::: RECORDED INFORMATION

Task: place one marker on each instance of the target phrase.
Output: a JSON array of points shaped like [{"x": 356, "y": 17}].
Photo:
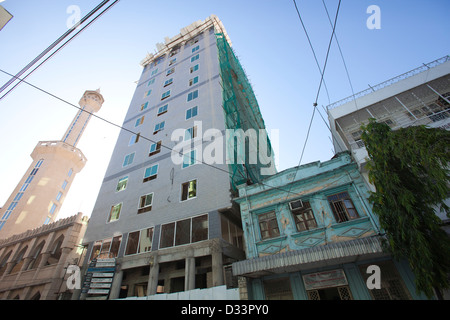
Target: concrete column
[
  {"x": 58, "y": 276},
  {"x": 152, "y": 284},
  {"x": 189, "y": 277},
  {"x": 217, "y": 264},
  {"x": 116, "y": 284}
]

::::::

Please report every line in the items that contains the string "phrase".

> [WRITTEN ANSWER]:
Task: place one marker on each instance of the target phrase.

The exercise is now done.